Provided passage:
┄┄┄┄┄┄┄┄┄┄┄┄┄┄┄┄┄┄┄┄

Chippewa Valley Museum PO Box 1204 Eau Claire WI 54702 (715) 834-7871 info@cvmuseum.com

Anishinabe Ahki, "Indian Country"

Living conditions on American Indian reservations nationwide entered a downward spiral in the 20th century. The absence of real sovereignty among Indian people hampered the growth and prosperity of their communities. Federal policies treated American Indians either as "red children" or "savages," excluding them from the planning and decision-making process.

In the 1930s, President Franklin D. Roosevelt's "Indian New Deal" briefly offered hope that American Indians would once again be the rulers of their own destinies. However, the Great Depression and then World War II mobilized the country's resources elsewhere, and legislative victories failed to translate into practical relief from poverty, or freedom from supervision by the Bureau of Indian Affairs.

Facing dire conditions, the American Indian Chicago Conference in June 1961 ushered in a new era of reform. In a decade marked by sweeping changes in American society, a new generation of American Indian leaders emerged, able and willing to confront the non-Indian population on their own terms. Although serious socio-economic maladies remained (and persist into the 1990s), the next thirty years witnessed a real empowerment of Indian people, a striking contrast from the first half of the century.

┄┄┄┄┄┄┄┄┄┄┄┄┄┄┄┄┄┄┄┄

Assignment: According to the passage on Indian Country, what event in June 1961 ushered in a new era of reform?

Segmentation mask data:
┄┄┄┄┄┄┄┄┄┄┄┄┄┄┄┄┄┄┄┄

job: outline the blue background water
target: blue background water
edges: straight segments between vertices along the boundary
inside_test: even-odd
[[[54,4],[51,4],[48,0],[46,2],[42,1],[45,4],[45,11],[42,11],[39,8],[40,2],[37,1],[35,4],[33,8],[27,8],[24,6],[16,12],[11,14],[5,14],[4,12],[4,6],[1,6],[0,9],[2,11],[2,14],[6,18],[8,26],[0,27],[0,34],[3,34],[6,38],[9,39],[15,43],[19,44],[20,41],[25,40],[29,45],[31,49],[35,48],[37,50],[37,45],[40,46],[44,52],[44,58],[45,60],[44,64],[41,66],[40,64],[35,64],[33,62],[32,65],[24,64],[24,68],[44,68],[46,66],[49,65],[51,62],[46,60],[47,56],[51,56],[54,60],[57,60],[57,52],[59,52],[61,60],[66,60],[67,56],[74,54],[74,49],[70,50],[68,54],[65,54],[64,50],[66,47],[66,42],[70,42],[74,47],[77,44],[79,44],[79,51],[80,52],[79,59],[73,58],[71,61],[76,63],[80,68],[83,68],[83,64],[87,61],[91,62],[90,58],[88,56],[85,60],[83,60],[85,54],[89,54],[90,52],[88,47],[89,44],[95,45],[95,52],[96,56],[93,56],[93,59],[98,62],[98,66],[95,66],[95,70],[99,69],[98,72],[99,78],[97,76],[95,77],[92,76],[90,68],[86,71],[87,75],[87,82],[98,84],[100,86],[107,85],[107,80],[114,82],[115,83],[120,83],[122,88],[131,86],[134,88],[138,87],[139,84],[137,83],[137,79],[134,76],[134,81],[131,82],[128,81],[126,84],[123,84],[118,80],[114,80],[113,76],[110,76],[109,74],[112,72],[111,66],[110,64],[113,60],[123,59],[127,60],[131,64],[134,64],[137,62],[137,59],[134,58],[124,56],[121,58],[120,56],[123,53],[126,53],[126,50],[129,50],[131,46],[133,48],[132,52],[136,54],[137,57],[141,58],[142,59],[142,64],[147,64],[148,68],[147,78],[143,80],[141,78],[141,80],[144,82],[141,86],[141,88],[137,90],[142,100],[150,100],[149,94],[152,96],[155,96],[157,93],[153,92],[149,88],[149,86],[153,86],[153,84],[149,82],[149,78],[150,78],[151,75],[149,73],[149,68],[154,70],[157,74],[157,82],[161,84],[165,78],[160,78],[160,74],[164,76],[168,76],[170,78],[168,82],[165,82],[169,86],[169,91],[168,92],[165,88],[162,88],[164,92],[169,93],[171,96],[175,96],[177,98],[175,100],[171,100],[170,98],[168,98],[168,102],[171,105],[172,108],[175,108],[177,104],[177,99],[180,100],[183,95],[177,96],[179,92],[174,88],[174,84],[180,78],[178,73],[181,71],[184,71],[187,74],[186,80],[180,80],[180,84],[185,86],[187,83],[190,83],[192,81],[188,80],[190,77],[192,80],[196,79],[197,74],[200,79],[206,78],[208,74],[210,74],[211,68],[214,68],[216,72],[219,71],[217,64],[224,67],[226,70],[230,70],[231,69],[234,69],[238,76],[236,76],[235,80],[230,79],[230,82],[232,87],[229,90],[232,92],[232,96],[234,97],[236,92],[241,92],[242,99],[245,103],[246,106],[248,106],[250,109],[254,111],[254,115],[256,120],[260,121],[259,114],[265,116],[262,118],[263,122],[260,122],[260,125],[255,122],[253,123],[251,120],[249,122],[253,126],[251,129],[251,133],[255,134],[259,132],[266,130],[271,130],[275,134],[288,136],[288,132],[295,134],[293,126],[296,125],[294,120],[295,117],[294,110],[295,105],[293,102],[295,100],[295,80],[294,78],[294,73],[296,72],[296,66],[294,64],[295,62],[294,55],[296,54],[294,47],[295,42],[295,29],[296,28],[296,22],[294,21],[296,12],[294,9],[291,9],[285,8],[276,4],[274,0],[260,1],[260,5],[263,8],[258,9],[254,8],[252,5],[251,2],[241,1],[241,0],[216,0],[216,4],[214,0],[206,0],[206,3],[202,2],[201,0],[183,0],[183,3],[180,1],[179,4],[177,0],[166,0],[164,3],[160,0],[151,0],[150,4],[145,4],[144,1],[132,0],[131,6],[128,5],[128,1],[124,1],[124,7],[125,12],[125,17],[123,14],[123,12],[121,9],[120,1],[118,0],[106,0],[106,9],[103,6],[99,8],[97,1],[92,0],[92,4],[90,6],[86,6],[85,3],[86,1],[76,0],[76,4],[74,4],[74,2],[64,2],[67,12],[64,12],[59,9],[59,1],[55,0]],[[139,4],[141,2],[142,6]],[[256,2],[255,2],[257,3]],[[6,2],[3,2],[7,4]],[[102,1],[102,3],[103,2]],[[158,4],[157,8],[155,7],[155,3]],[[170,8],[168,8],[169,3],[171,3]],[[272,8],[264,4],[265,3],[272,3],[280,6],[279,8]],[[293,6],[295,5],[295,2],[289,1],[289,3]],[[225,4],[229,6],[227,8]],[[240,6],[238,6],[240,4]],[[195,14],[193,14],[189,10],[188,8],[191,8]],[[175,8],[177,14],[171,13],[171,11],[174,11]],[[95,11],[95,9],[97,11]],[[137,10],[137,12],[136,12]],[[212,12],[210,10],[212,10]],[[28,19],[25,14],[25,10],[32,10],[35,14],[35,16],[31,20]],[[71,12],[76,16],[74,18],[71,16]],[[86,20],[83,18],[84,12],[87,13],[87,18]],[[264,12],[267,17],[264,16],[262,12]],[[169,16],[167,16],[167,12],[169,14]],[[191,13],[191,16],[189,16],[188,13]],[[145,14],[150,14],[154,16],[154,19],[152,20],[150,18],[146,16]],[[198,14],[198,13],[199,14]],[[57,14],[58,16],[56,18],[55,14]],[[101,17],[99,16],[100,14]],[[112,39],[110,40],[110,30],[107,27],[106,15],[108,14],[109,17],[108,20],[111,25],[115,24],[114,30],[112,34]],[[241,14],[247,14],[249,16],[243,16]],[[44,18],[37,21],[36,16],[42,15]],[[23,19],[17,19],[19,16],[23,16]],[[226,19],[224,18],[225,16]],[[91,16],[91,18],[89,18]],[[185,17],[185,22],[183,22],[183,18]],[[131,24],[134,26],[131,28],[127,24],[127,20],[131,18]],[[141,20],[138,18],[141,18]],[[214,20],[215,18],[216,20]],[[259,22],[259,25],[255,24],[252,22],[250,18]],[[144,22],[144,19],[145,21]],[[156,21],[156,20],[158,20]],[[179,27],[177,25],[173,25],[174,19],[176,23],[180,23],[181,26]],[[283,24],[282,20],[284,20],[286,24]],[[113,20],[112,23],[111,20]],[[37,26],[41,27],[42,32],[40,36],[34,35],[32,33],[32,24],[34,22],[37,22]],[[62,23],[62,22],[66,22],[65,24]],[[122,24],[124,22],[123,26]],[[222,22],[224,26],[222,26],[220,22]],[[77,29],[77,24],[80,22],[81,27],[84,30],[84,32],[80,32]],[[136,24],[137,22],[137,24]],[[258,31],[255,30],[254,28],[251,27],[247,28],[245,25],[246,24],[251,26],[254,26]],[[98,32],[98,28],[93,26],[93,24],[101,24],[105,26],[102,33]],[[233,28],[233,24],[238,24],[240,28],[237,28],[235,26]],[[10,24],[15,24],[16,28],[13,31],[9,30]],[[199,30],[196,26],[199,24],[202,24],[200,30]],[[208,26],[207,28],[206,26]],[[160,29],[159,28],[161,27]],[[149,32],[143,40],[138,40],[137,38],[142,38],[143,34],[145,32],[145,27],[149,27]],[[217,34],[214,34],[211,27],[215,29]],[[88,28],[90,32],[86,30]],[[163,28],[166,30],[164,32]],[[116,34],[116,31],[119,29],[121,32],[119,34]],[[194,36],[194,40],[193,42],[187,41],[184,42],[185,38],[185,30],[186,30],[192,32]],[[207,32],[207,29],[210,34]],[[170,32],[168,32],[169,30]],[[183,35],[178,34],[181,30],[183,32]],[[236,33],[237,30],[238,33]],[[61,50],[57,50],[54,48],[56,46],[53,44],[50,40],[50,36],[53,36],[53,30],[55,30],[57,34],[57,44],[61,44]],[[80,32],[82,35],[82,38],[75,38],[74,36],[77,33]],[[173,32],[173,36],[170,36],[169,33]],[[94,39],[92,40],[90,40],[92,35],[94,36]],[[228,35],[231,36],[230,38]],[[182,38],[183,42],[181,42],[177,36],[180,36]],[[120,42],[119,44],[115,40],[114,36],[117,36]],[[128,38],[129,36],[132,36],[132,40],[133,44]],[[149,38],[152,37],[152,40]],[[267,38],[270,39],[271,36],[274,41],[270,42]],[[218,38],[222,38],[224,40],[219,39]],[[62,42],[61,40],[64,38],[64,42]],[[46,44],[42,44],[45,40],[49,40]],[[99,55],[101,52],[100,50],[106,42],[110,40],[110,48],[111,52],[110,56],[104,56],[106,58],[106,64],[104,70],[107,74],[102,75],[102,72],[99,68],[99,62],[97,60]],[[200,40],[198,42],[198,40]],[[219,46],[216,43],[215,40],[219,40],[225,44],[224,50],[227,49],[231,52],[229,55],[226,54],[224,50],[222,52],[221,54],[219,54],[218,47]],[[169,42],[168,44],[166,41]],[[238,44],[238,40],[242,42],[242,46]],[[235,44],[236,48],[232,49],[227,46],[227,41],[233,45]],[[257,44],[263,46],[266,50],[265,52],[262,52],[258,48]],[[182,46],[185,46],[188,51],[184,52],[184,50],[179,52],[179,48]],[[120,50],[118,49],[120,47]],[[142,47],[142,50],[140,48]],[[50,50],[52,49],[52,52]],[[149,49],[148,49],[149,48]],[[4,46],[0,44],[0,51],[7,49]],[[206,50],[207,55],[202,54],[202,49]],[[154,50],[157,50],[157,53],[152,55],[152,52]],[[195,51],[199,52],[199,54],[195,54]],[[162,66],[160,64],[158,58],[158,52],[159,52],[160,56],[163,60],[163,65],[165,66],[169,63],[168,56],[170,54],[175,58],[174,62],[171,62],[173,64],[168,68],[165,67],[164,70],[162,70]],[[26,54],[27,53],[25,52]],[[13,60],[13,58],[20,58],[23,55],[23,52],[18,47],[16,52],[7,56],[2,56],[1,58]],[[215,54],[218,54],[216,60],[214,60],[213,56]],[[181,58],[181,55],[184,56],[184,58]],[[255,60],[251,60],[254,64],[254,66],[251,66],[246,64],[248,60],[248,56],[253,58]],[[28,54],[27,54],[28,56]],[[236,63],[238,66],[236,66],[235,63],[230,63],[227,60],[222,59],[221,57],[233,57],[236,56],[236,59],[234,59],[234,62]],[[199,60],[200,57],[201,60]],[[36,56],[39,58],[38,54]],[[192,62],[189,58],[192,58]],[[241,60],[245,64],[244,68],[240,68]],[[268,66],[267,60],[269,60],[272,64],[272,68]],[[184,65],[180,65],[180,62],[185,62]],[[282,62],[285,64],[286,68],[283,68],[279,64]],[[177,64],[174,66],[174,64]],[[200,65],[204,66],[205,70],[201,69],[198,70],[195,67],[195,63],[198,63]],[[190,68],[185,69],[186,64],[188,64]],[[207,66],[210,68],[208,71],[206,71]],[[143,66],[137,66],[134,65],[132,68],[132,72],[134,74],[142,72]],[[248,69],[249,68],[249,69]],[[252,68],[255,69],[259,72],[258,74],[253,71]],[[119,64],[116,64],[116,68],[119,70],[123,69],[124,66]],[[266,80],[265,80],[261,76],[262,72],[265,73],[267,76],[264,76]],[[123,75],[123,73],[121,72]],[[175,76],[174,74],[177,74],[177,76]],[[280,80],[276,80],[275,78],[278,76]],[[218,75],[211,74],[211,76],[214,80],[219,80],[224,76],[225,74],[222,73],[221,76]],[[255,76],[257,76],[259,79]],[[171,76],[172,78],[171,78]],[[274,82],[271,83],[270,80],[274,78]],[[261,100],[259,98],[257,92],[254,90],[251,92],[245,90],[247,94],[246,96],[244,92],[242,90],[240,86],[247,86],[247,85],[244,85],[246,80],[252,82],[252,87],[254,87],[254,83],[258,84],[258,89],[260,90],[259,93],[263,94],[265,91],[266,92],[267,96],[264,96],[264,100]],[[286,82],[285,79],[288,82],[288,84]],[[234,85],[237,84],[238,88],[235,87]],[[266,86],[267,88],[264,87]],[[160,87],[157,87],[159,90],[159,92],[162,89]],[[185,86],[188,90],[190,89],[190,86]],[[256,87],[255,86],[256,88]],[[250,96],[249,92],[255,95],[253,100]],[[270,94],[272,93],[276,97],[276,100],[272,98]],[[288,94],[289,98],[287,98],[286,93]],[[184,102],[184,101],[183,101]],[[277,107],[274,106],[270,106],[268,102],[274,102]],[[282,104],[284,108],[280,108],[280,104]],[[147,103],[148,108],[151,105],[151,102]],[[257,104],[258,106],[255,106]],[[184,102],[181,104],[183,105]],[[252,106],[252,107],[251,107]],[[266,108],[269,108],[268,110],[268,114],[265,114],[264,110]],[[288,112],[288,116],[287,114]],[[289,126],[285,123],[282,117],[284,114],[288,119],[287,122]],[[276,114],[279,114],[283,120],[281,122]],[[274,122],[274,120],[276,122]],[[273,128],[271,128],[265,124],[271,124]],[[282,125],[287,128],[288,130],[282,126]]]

┄┄┄┄┄┄┄┄┄┄┄┄┄┄┄┄┄┄┄┄

Result below: The American Indian Chicago Conference ushered in a new era of reform in June 1961.